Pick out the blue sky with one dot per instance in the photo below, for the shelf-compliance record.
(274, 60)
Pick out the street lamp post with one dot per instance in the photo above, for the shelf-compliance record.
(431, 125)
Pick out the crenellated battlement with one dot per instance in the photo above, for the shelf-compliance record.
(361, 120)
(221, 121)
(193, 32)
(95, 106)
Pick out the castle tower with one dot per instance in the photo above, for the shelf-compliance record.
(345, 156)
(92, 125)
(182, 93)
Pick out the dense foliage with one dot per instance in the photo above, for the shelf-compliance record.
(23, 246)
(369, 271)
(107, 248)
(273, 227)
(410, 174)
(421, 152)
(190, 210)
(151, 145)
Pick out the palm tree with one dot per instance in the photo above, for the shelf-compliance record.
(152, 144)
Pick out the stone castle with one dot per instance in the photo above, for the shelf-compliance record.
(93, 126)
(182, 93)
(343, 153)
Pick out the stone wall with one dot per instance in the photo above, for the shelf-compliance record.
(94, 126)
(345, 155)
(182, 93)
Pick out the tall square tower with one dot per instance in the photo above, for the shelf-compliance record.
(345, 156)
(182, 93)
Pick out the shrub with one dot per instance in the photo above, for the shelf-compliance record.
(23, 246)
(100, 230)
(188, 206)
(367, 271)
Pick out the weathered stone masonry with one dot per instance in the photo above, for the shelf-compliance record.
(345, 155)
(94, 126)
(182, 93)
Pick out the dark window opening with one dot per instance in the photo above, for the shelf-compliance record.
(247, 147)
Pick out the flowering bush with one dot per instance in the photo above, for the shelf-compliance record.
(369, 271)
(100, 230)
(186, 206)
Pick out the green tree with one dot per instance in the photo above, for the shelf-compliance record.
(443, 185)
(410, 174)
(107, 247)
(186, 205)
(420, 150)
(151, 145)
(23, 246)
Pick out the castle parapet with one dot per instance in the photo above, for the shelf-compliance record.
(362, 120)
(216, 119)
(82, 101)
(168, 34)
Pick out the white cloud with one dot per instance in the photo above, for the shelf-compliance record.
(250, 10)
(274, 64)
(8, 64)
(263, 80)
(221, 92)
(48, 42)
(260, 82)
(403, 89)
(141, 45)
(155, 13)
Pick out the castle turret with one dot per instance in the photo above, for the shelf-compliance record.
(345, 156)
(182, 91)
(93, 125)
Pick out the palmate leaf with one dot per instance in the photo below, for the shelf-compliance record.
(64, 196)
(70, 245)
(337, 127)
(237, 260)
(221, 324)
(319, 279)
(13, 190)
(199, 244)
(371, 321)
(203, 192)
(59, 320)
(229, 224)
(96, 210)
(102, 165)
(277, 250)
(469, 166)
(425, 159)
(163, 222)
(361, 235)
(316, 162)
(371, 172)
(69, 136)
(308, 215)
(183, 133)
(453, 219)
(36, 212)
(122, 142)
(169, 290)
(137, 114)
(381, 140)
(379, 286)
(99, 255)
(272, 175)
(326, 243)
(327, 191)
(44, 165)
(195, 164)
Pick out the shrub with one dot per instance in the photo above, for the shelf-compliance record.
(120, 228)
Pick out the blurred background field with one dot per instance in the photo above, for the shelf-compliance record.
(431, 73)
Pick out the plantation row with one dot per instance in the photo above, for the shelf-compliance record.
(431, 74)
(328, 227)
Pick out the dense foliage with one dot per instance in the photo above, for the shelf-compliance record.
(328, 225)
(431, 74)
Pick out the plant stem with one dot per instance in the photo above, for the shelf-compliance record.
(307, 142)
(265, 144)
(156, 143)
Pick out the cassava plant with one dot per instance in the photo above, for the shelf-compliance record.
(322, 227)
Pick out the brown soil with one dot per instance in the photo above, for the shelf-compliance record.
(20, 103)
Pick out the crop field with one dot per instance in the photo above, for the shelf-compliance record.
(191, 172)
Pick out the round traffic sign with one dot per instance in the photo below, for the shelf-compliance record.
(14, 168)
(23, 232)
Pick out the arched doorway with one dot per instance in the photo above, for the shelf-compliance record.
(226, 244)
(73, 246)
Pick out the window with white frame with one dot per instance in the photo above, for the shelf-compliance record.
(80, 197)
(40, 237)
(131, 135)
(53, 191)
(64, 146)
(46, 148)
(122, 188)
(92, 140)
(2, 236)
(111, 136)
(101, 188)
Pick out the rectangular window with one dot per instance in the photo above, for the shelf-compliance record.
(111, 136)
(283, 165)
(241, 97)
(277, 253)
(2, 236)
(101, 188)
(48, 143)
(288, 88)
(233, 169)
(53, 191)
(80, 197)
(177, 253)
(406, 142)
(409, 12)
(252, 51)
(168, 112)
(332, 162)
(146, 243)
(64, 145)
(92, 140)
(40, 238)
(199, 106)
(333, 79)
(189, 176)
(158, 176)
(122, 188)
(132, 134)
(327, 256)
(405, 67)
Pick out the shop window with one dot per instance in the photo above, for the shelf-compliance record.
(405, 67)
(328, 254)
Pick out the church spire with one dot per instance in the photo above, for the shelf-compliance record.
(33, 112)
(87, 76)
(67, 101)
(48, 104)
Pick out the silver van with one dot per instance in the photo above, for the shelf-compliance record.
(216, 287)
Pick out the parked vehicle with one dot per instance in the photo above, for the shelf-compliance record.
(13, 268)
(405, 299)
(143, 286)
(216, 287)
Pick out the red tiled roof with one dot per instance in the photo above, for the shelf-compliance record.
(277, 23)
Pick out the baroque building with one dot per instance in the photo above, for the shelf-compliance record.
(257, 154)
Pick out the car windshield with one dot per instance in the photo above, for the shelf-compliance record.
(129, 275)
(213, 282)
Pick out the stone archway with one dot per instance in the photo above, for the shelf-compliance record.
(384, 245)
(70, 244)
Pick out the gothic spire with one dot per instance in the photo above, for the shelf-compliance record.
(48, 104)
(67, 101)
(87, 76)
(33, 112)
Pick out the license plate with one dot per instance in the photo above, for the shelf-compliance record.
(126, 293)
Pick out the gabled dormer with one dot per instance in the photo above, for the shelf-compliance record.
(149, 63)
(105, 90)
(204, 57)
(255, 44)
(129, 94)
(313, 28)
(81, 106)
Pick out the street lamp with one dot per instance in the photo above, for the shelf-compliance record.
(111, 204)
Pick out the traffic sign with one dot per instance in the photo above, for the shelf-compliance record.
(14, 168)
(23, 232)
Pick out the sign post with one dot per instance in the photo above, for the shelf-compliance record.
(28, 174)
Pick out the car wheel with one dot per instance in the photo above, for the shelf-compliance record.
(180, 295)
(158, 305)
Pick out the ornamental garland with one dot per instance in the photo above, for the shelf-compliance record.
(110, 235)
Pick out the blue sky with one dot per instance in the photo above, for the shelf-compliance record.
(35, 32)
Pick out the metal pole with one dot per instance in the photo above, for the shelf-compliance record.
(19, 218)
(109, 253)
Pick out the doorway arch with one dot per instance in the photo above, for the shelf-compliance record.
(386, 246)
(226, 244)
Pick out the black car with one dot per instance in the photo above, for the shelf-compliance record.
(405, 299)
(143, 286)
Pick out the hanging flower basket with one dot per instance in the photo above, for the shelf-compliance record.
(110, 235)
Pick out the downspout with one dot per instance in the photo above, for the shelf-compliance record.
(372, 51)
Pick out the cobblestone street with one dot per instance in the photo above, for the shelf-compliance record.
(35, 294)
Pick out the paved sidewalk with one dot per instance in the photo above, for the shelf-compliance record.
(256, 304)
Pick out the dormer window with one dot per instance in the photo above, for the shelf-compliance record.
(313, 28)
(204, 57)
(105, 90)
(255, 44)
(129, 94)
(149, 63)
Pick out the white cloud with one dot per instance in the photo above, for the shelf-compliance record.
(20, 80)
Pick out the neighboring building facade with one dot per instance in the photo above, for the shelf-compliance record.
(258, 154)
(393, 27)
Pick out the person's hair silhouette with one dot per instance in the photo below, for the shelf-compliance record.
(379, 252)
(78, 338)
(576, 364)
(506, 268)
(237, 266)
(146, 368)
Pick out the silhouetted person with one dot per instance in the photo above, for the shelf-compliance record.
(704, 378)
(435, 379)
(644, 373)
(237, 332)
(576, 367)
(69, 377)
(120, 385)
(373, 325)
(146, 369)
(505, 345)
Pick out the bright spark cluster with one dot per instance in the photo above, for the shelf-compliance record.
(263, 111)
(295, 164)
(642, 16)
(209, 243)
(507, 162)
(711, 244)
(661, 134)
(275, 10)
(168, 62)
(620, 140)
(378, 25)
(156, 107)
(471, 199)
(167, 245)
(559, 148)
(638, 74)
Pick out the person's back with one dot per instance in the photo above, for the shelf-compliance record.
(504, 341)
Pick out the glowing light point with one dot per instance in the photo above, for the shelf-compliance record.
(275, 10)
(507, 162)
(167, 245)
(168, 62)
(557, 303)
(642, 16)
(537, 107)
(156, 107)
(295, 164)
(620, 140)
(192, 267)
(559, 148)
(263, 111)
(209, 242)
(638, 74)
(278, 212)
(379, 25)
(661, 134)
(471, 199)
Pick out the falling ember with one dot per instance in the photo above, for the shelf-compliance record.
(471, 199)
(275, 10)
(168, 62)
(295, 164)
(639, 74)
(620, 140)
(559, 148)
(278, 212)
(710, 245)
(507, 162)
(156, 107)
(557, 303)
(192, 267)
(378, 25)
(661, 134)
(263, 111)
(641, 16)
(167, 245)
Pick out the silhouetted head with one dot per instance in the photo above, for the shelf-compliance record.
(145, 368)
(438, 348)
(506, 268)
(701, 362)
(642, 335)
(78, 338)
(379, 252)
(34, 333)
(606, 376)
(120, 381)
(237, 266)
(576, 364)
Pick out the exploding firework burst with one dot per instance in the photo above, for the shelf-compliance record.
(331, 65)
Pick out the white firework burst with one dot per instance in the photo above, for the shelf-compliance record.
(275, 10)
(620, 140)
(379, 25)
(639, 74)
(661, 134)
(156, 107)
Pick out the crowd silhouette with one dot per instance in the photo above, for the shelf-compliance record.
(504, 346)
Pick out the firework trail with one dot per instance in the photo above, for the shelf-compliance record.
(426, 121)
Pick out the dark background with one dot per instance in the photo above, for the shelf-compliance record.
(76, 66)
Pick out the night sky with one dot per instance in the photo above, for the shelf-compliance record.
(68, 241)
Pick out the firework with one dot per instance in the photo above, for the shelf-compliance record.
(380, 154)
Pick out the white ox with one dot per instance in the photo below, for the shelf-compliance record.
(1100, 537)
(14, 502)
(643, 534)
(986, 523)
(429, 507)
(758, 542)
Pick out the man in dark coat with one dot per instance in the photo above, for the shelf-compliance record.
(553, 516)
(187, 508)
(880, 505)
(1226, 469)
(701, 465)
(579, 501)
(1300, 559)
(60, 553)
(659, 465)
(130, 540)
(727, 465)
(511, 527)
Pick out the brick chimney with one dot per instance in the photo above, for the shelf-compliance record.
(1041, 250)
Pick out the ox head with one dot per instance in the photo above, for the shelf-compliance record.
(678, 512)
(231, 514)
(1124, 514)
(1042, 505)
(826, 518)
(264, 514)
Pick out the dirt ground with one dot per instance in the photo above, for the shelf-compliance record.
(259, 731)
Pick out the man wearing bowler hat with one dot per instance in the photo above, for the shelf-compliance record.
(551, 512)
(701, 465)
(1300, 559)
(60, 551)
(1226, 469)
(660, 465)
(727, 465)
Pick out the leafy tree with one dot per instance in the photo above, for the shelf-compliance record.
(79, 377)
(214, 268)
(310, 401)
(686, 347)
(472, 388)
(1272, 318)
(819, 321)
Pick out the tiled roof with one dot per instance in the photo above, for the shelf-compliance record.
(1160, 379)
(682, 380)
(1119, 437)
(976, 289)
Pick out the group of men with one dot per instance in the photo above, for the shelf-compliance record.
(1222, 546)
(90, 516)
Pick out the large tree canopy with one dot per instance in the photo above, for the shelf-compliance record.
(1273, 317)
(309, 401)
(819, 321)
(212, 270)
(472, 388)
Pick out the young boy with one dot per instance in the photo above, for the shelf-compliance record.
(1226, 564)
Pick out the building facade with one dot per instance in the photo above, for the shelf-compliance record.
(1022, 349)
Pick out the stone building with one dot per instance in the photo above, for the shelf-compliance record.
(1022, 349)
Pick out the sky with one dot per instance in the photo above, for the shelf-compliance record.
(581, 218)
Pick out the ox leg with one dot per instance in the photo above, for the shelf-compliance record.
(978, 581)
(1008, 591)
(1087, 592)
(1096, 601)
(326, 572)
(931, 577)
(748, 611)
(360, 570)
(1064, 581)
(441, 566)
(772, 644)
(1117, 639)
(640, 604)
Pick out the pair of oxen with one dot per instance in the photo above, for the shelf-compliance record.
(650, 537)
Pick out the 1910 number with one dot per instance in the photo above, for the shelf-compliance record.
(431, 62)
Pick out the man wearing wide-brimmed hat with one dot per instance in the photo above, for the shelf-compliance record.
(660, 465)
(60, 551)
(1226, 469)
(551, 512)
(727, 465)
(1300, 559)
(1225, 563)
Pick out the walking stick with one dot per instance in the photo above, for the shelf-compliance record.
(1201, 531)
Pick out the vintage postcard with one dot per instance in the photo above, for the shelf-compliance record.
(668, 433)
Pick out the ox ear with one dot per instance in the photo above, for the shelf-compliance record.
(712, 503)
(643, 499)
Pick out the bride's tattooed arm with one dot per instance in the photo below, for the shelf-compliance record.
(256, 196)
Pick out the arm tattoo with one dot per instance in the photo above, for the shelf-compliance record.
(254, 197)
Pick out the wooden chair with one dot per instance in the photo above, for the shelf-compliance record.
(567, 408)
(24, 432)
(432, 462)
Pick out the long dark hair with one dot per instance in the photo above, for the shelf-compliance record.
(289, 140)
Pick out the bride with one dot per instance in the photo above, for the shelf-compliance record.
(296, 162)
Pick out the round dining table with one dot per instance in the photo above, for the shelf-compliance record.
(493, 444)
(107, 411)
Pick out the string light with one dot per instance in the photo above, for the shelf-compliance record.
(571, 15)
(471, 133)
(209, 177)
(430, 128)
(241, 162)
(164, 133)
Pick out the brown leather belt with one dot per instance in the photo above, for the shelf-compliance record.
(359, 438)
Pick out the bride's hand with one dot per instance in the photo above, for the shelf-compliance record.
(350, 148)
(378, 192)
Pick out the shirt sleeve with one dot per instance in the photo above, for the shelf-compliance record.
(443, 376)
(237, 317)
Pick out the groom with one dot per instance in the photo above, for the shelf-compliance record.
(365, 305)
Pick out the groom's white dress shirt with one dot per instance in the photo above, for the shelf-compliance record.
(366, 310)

## Exercise requirements:
Using the material above, extract the line that contains "Pick out the long" and every line after it, exactly as given; stop at the last line.

## Solution for this problem:
Pick out the long dark hair with one dot per instance in the photo above, for the shelf-compliance record.
(289, 140)
Pick out the bride with one dot per instance in the photo above, for the shelf-compliance record.
(296, 162)
Pick out the round dining table with one dot per instance in the photo above, for the shelf-compliance record.
(493, 444)
(107, 411)
Pick out the string light with one dot per instance in the photo above, for the shelf-compliance record.
(571, 15)
(471, 133)
(209, 177)
(430, 128)
(241, 162)
(164, 133)
Pick out the brown leather belt with one dot per instance in the photo above, for the shelf-compliance record.
(359, 438)
Pick out the bride's hand with one dot per instance in the photo above, for the shelf-compliance record.
(350, 148)
(378, 192)
Pick out the shirt sleeve with one dot per instance in the photo above, for the shelf-compliance record.
(443, 376)
(237, 317)
Pick out the groom with one dot per instance in the photo above, for the shelf-compliance record.
(365, 305)
Pick out the groom's white dress shirt with one dot per instance in the photo above, for the shelf-compliance record.
(366, 310)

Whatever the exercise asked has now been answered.